PROMPT 1: Repeat word for word the part of the article on paying yourself with salary and dividends that runs between "Every individual has" and "the correct tax.", inclusive.
PROMPT 2: In the article on paying yourself with salary and dividends, what monthly amount does the personal allowance equal under the PAYE system?

When it comes to getting your rewards for the work you do, paying yourself and not the tax man is top of the list
By Diane Pilling · 24 Oct 2012
For a long time the best way of paying yourself has been a mixture of salary and dividends. Dividends (assuming your company is profitable) are the distribution of profits by the company to its shareholders which in a privately owned company is almost always the founders and owners i.e you. Profits of a company are taxed at a rate of 20% for a company under the small profits rate which is £300,000 (2012/2013) so any money available for dividends payment will be taxed and paid for by the company. Although dividend income tax is 10%, it comes with a tax credit of 10% which, in effect, cancels out the income tax. The reason being that it would be taxed twice (once when it becomes profit and another when it is distributed to the shareholders). Coupling this with the fact that National insurance is not applicable to dividends this makes a tax efficient way of paying yourself up. Dividend payments have some drawbacks. Firstly, it can only be paid out of the company’s profits and secondly, it directly reduces the equity of the company.
Every individual has a personal allowance that can be earned every year without paying tax on it. Using the PAYE system this equals £7,488 a year or £624 a month. Paying this will maintain your entitlement to the basic state pension. As wages are paid before corporation tax then the 20% tax that would have to be paid if the money was paid in dividends is bypassed under the PAYE system. Another aspect of the PAYE system is the amount of help provided by the government for paying the correct tax.

SUPPLIED MATERIAL:
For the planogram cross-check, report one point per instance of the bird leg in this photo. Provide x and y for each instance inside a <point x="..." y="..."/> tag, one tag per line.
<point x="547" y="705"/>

REPLY 1:
Every individual has a personal allowance that can be earned every year without paying tax on it. Using the PAYE system this equals £7,488 a year or £624 a month. Paying this will maintain your entitlement to the basic state pension. As wages are paid before corporation tax then the 20% tax that would have to be paid if the money was paid in dividends is bypassed under the PAYE system. Another aspect of the PAYE system is the amount of help provided by the government for paying the correct tax.

REPLY 2: £624 a month.